ENTRIES SHOWN:
******************************

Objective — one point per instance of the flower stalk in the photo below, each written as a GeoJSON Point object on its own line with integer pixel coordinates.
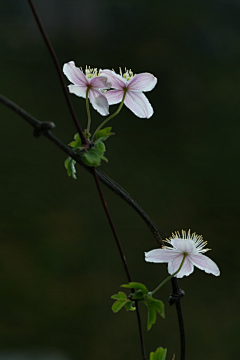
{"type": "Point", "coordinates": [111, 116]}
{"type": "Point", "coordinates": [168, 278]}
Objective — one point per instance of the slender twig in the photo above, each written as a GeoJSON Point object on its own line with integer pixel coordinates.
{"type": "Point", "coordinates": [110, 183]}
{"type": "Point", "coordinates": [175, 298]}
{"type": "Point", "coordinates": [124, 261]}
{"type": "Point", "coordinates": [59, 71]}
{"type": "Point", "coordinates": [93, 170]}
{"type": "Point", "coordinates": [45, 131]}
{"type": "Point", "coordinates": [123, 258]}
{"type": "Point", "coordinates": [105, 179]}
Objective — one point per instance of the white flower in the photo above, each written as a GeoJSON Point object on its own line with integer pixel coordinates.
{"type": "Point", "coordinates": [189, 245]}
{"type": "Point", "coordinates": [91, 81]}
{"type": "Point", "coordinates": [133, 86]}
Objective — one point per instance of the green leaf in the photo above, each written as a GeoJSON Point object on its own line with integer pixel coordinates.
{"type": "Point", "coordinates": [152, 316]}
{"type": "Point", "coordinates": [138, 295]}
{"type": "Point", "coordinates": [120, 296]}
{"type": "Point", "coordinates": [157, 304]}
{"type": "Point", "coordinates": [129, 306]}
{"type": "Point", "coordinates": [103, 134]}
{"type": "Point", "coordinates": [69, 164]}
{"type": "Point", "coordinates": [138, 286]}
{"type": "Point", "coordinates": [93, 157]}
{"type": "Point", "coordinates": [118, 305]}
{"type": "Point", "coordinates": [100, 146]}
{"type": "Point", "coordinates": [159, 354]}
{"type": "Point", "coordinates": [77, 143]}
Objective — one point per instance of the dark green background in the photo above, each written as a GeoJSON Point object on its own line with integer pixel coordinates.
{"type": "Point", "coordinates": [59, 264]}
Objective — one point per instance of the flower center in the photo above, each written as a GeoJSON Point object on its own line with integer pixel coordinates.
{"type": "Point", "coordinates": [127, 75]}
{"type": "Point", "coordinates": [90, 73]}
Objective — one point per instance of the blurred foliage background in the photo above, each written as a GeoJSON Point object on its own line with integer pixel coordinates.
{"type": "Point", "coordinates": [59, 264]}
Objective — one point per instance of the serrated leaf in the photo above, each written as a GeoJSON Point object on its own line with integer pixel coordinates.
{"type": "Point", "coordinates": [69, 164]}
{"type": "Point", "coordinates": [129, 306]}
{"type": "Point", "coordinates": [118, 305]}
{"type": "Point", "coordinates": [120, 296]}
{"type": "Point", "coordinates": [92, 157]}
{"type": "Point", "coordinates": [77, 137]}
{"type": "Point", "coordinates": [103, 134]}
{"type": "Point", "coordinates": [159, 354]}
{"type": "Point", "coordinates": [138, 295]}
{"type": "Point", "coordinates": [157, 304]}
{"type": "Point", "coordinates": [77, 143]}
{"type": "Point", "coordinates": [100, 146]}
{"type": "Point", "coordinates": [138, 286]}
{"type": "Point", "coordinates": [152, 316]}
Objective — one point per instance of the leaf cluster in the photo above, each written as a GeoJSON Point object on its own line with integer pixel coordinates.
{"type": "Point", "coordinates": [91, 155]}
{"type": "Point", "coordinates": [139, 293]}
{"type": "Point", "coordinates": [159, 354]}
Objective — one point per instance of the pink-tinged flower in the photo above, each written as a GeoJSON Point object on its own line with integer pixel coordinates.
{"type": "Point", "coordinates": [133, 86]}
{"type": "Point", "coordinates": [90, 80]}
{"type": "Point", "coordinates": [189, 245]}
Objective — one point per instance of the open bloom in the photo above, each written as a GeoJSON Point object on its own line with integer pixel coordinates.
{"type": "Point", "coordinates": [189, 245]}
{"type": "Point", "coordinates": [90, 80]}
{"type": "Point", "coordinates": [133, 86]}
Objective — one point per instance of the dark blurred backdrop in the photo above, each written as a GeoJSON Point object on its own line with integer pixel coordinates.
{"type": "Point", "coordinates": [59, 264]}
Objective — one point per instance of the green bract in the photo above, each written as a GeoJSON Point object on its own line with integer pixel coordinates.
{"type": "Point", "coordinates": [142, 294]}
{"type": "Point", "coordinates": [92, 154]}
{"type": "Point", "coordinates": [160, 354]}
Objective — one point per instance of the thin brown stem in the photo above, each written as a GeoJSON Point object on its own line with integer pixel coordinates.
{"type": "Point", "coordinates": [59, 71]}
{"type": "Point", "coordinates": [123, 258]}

******************************

SHORT EXERCISE: Restate the whole listing above exactly, except for its images.

FINAL RESULT:
Objective — one point per instance of the flower stalk in the photo below, each written as a GeoJSON Point object on its own line with integer pixel coordinates.
{"type": "Point", "coordinates": [111, 116]}
{"type": "Point", "coordinates": [168, 278]}
Objective — one point per instance of the slender twig in the photo above, each written as a GeoJSON Point object on its own line with integer pixel coordinates.
{"type": "Point", "coordinates": [110, 183]}
{"type": "Point", "coordinates": [175, 298]}
{"type": "Point", "coordinates": [124, 261]}
{"type": "Point", "coordinates": [59, 71]}
{"type": "Point", "coordinates": [93, 170]}
{"type": "Point", "coordinates": [45, 131]}
{"type": "Point", "coordinates": [123, 258]}
{"type": "Point", "coordinates": [105, 179]}
Objective — one point per instance of the white flower in the photo above, each written as a GeoJSON Point object on its own line with integer pixel coordinates.
{"type": "Point", "coordinates": [189, 245]}
{"type": "Point", "coordinates": [91, 81]}
{"type": "Point", "coordinates": [133, 86]}
Objective — one point per instance of the green leaf in the photo above, each written as a GeoJSON Point object on its own line with integer pixel coordinates.
{"type": "Point", "coordinates": [152, 316]}
{"type": "Point", "coordinates": [138, 295]}
{"type": "Point", "coordinates": [120, 296]}
{"type": "Point", "coordinates": [157, 304]}
{"type": "Point", "coordinates": [129, 306]}
{"type": "Point", "coordinates": [103, 134]}
{"type": "Point", "coordinates": [69, 164]}
{"type": "Point", "coordinates": [138, 286]}
{"type": "Point", "coordinates": [93, 157]}
{"type": "Point", "coordinates": [118, 305]}
{"type": "Point", "coordinates": [100, 146]}
{"type": "Point", "coordinates": [159, 354]}
{"type": "Point", "coordinates": [77, 143]}
Objective — one point per instance of the dark green background in the photo above, each written as a GeoJSON Point object on its own line with integer pixel coordinates.
{"type": "Point", "coordinates": [59, 264]}
Objective — one point per instance of the flower center in the photo above, each written as a GeoJSON Point object on its own line with integer pixel coordinates.
{"type": "Point", "coordinates": [127, 75]}
{"type": "Point", "coordinates": [90, 73]}
Objective — one point per instance of the blurred foliage background in the photo above, each written as a GeoJSON Point object on its own line with integer pixel coordinates.
{"type": "Point", "coordinates": [59, 264]}
Objective — one point per instance of the serrated leaf in the photo above, each written as a GeoJSON Point object on its own line with integer pixel coordinates.
{"type": "Point", "coordinates": [69, 164]}
{"type": "Point", "coordinates": [129, 306]}
{"type": "Point", "coordinates": [118, 305]}
{"type": "Point", "coordinates": [120, 296]}
{"type": "Point", "coordinates": [92, 157]}
{"type": "Point", "coordinates": [77, 137]}
{"type": "Point", "coordinates": [103, 134]}
{"type": "Point", "coordinates": [159, 354]}
{"type": "Point", "coordinates": [138, 295]}
{"type": "Point", "coordinates": [157, 304]}
{"type": "Point", "coordinates": [77, 143]}
{"type": "Point", "coordinates": [100, 146]}
{"type": "Point", "coordinates": [138, 286]}
{"type": "Point", "coordinates": [152, 316]}
Objective — one point per instance of the leaf cluster in the photo above, each written as a GeoJSON Point object on its own line with integer pixel coordinates.
{"type": "Point", "coordinates": [91, 155]}
{"type": "Point", "coordinates": [139, 293]}
{"type": "Point", "coordinates": [159, 354]}
Objective — one point per instance of the pink-tinged flower in the photo above, each written as a GeoJSON Point object on its own line with integer pixel coordinates.
{"type": "Point", "coordinates": [133, 86]}
{"type": "Point", "coordinates": [90, 80]}
{"type": "Point", "coordinates": [189, 245]}
Objective — one point per instance of the open bloom in the photo above, each written as a GeoJSON Point object on its own line with integer pixel coordinates.
{"type": "Point", "coordinates": [189, 245]}
{"type": "Point", "coordinates": [90, 80]}
{"type": "Point", "coordinates": [133, 86]}
Objective — one point per instance of the dark blurred backdrop in the photo above, each written as a GeoJSON Point object on its own line with integer pixel coordinates.
{"type": "Point", "coordinates": [59, 264]}
Objective — one point per instance of the green bract in the photo above, each written as a GeoJSON Point object on its own line with integer pixel coordinates.
{"type": "Point", "coordinates": [142, 294]}
{"type": "Point", "coordinates": [92, 154]}
{"type": "Point", "coordinates": [160, 354]}
Objective — one point per instance of the thin brown stem in the photo above, each written as a GeoJSON Point object on its own line with integer pixel coordinates.
{"type": "Point", "coordinates": [59, 71]}
{"type": "Point", "coordinates": [123, 258]}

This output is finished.